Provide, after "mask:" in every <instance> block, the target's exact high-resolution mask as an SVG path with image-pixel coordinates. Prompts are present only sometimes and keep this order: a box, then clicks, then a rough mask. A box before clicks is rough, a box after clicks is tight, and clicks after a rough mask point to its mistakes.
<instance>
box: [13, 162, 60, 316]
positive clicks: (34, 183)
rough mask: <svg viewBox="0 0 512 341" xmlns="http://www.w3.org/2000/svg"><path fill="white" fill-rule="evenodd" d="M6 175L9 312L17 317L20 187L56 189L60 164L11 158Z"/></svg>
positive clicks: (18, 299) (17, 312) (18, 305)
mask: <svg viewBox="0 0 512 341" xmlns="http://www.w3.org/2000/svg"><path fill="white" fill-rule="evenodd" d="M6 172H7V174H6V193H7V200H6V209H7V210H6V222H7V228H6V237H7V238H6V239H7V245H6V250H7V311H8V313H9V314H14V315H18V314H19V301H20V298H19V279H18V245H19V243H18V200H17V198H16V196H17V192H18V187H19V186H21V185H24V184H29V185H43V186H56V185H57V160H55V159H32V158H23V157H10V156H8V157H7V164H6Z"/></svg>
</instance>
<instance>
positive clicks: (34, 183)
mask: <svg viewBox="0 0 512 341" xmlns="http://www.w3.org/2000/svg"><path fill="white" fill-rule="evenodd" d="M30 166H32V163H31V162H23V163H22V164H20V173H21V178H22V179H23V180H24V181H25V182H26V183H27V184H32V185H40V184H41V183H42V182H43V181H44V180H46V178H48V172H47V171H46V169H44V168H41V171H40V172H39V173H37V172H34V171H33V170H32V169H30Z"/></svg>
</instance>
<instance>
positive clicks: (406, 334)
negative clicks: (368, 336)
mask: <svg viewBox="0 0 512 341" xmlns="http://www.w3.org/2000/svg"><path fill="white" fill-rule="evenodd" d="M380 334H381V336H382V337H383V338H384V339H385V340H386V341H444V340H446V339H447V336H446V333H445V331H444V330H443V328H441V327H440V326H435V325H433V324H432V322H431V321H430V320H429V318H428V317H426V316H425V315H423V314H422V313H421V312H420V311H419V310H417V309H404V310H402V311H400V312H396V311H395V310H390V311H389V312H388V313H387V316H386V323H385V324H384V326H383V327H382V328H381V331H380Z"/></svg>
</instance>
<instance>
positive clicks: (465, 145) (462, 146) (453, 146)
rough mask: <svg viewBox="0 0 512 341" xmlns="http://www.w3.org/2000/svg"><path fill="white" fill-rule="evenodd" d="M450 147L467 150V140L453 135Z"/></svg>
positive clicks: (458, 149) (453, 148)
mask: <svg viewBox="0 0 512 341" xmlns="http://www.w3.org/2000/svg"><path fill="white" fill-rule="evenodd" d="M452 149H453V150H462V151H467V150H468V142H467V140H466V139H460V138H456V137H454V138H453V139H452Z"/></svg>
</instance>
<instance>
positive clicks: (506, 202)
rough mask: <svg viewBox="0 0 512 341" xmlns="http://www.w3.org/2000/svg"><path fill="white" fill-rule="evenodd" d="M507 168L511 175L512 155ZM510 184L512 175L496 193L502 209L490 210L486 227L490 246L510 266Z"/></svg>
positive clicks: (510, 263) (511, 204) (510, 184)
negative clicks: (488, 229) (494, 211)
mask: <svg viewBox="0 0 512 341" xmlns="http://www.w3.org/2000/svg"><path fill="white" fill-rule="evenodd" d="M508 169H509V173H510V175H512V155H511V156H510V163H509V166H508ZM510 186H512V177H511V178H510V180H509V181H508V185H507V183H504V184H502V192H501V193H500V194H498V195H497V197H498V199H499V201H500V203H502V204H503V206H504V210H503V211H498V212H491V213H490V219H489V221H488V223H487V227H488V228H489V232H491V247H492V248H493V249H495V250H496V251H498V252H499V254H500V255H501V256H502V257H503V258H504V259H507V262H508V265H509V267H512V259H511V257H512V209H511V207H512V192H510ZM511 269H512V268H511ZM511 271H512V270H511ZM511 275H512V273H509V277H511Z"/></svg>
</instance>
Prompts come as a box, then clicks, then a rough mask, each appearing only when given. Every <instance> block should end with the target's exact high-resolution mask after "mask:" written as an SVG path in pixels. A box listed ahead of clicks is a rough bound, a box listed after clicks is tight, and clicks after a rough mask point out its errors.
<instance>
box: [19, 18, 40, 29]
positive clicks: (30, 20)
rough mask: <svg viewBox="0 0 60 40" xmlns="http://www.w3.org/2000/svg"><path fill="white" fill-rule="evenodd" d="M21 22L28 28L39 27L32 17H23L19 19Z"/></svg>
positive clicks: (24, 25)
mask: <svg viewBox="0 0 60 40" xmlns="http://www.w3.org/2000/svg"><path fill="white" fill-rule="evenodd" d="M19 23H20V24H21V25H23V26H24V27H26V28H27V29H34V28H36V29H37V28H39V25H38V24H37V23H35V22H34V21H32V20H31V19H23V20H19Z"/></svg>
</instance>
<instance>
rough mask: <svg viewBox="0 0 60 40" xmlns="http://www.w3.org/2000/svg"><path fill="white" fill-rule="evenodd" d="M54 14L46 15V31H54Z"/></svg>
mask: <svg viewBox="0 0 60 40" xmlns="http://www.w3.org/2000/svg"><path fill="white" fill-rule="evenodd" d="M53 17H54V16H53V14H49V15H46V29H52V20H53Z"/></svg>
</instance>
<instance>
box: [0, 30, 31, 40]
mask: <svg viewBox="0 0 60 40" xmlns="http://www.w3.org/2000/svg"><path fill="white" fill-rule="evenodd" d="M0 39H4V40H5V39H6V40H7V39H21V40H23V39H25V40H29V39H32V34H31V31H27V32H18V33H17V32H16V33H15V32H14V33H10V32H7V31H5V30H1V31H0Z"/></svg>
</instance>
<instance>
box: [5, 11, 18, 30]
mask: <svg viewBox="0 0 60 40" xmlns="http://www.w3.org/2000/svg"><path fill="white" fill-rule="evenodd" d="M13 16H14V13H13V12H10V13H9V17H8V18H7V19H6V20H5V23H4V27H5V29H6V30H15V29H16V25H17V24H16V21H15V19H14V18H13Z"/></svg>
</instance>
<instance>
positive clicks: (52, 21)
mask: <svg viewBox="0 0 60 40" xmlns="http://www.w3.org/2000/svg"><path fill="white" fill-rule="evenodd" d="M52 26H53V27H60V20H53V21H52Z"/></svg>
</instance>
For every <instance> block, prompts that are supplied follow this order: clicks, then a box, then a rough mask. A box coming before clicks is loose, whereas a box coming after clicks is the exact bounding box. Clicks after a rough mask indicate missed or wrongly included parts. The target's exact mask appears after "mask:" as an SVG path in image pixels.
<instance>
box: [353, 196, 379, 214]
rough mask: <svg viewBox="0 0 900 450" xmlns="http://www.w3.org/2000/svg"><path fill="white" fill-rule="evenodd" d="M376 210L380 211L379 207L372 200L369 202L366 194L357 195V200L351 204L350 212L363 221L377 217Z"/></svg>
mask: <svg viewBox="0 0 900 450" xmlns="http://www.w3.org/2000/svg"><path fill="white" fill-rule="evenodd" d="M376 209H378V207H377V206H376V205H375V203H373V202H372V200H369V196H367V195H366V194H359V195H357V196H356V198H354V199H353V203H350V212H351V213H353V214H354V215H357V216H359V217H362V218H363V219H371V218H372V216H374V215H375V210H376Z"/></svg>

--------

• WHAT YOU SHOULD DO
Restate the whole set of entries exactly.

• RESULT OF THIS TASK
Provide, after "mask:" in every <instance> block, the target's exact high-resolution mask as an SVG path with image-pixel coordinates. Prompts are present only sometimes and keep this order: a box, then clicks, then a rough mask. A box before clicks is rough, a box after clicks is tight, and clicks after a rough mask point to its mistakes.
<instance>
box: [13, 162, 60, 316]
positive clicks: (34, 183)
rough mask: <svg viewBox="0 0 512 341" xmlns="http://www.w3.org/2000/svg"><path fill="white" fill-rule="evenodd" d="M6 175L9 312L17 317L20 187L56 189L60 164L11 158Z"/></svg>
positive clicks: (18, 299) (17, 312) (18, 305)
mask: <svg viewBox="0 0 512 341" xmlns="http://www.w3.org/2000/svg"><path fill="white" fill-rule="evenodd" d="M6 172H7V174H6V193H7V200H6V209H7V210H6V222H7V228H6V237H7V238H6V239H7V245H6V250H7V311H8V313H9V314H14V315H18V314H19V301H20V298H19V279H18V245H19V243H18V200H17V198H16V196H17V192H18V187H19V186H21V185H24V184H29V185H43V186H56V185H57V160H55V159H32V158H23V157H10V156H8V157H7V164H6Z"/></svg>
</instance>
<instance>
positive clicks: (34, 183)
mask: <svg viewBox="0 0 512 341" xmlns="http://www.w3.org/2000/svg"><path fill="white" fill-rule="evenodd" d="M30 166H32V163H31V162H23V163H22V164H20V173H21V178H22V179H23V180H24V181H25V182H26V183H27V184H32V185H40V184H41V183H42V182H43V181H44V180H46V178H48V172H47V171H46V169H44V168H41V171H40V172H39V173H37V172H34V171H33V170H32V169H30Z"/></svg>
</instance>
<instance>
positive clicks: (406, 334)
negative clicks: (368, 336)
mask: <svg viewBox="0 0 512 341" xmlns="http://www.w3.org/2000/svg"><path fill="white" fill-rule="evenodd" d="M380 334H381V336H382V337H383V338H384V339H385V340H386V341H444V340H446V339H447V336H446V333H445V331H444V330H443V328H441V327H440V326H435V325H433V324H432V322H431V321H430V320H429V318H428V317H426V316H425V315H423V314H422V313H421V312H420V311H419V310H417V309H404V310H402V311H400V312H396V311H395V310H390V311H389V312H388V313H387V316H386V323H385V324H384V326H383V327H382V328H381V331H380Z"/></svg>
</instance>
<instance>
positive clicks: (465, 145) (462, 146) (453, 146)
rough mask: <svg viewBox="0 0 512 341" xmlns="http://www.w3.org/2000/svg"><path fill="white" fill-rule="evenodd" d="M450 147L467 150V140L453 135Z"/></svg>
positive clicks: (458, 149) (453, 148)
mask: <svg viewBox="0 0 512 341" xmlns="http://www.w3.org/2000/svg"><path fill="white" fill-rule="evenodd" d="M452 149H453V150H462V151H467V150H468V142H467V140H466V139H460V138H456V137H454V138H453V139H452Z"/></svg>
</instance>
<instance>
positive clicks: (506, 202)
rough mask: <svg viewBox="0 0 512 341" xmlns="http://www.w3.org/2000/svg"><path fill="white" fill-rule="evenodd" d="M507 168L511 175L512 155ZM510 184L512 175L496 193L502 209L490 210L486 227L490 246L510 266Z"/></svg>
positive clicks: (510, 263) (511, 204) (510, 184)
negative clicks: (488, 229) (494, 211)
mask: <svg viewBox="0 0 512 341" xmlns="http://www.w3.org/2000/svg"><path fill="white" fill-rule="evenodd" d="M508 169H509V173H510V175H512V155H511V156H510V163H509V166H508ZM510 186H512V177H511V178H510V180H509V181H508V185H507V183H504V184H502V192H501V193H500V194H498V195H497V197H498V199H499V201H500V203H502V204H503V206H504V210H503V211H498V212H491V213H490V219H489V221H488V223H487V227H488V228H489V232H491V247H492V248H493V249H495V250H496V251H498V252H499V254H500V255H501V256H502V257H503V258H504V259H507V262H508V265H509V267H512V259H511V257H512V209H511V207H512V192H510ZM511 269H512V268H511ZM511 271H512V270H511ZM511 275H512V273H509V277H511Z"/></svg>
</instance>
Prompts come as a box, then clicks, then a rough mask, each appearing only when given. Every <instance> block should end with the target's exact high-resolution mask after "mask:" written as an SVG path in pixels. A box listed ahead of clicks is a rough bound, a box listed after clicks is tight, and clicks after a rough mask point out its errors.
<instance>
box: [19, 18, 40, 29]
positive clicks: (30, 20)
rough mask: <svg viewBox="0 0 60 40" xmlns="http://www.w3.org/2000/svg"><path fill="white" fill-rule="evenodd" d="M21 22L28 28L39 27L32 17H23L19 19Z"/></svg>
positive clicks: (24, 25)
mask: <svg viewBox="0 0 60 40" xmlns="http://www.w3.org/2000/svg"><path fill="white" fill-rule="evenodd" d="M19 23H20V24H21V25H23V26H24V27H26V28H27V29H34V28H36V29H37V28H39V25H38V24H37V23H35V22H34V21H32V20H31V19H23V20H19Z"/></svg>
</instance>
<instance>
rough mask: <svg viewBox="0 0 60 40" xmlns="http://www.w3.org/2000/svg"><path fill="white" fill-rule="evenodd" d="M54 14L46 15V31H54Z"/></svg>
mask: <svg viewBox="0 0 60 40" xmlns="http://www.w3.org/2000/svg"><path fill="white" fill-rule="evenodd" d="M53 17H54V16H53V14H49V15H46V29H52V20H53Z"/></svg>
</instance>
<instance>
box: [0, 30, 31, 40]
mask: <svg viewBox="0 0 60 40" xmlns="http://www.w3.org/2000/svg"><path fill="white" fill-rule="evenodd" d="M0 39H4V40H5V39H6V40H7V39H21V40H23V39H25V40H29V39H32V34H31V31H27V32H18V33H17V32H16V33H15V32H14V33H10V32H7V31H5V30H1V31H0Z"/></svg>
</instance>
<instance>
box: [5, 11, 18, 30]
mask: <svg viewBox="0 0 60 40" xmlns="http://www.w3.org/2000/svg"><path fill="white" fill-rule="evenodd" d="M13 16H14V13H13V12H10V13H9V17H8V18H7V19H6V20H5V23H4V27H5V29H6V30H15V29H16V25H17V24H16V21H15V19H14V18H13Z"/></svg>
</instance>
<instance>
positive clicks: (52, 21)
mask: <svg viewBox="0 0 60 40" xmlns="http://www.w3.org/2000/svg"><path fill="white" fill-rule="evenodd" d="M52 26H53V27H60V20H53V21H52Z"/></svg>
</instance>
For every <instance> block, prompts that are supplied follow this order: clicks, then a box, then a rough mask. A box coming before clicks is loose, whereas a box coming after clicks is the exact bounding box. Clicks after a rough mask indicate missed or wrongly included parts. The target's exact mask appears after "mask:" as an SVG path in image pixels.
<instance>
box: [353, 196, 379, 214]
rough mask: <svg viewBox="0 0 900 450" xmlns="http://www.w3.org/2000/svg"><path fill="white" fill-rule="evenodd" d="M376 210L380 211L379 207L372 200L369 202L366 194L357 195V200L351 204L350 212L363 221L377 217Z"/></svg>
mask: <svg viewBox="0 0 900 450" xmlns="http://www.w3.org/2000/svg"><path fill="white" fill-rule="evenodd" d="M376 209H378V207H377V206H376V205H375V203H373V202H372V200H369V196H367V195H366V194H359V195H357V196H356V198H354V199H353V203H350V212H351V213H353V214H354V215H357V216H359V217H362V218H363V219H371V218H372V216H374V215H375V210H376Z"/></svg>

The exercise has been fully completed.